*Directions*. Except for images, print the whole listing verbatim.

*Data provided*.
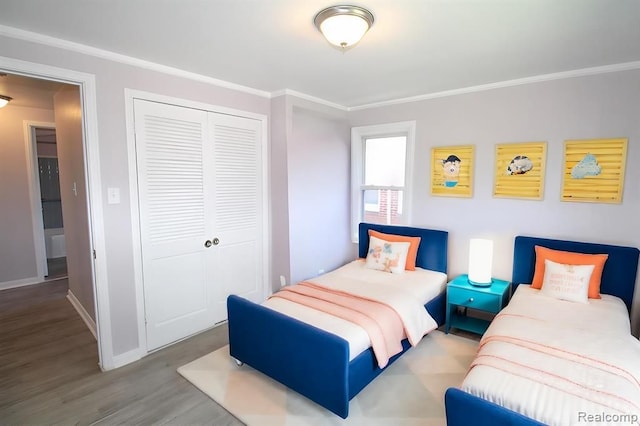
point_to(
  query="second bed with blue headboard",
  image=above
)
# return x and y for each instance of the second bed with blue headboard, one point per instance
(548, 360)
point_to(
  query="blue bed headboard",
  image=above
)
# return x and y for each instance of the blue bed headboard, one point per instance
(618, 276)
(432, 252)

*Result of the exercise*.
point_to(
  query="second bed with blue headboard",
  image=above
)
# return x and y for each instance of the second bed with blue headboard, one point per instance
(548, 360)
point_to(
  query="blue bed headboard",
  image=above
)
# return x and y for each instance of the blue bed headboard, one point per instance
(618, 276)
(432, 252)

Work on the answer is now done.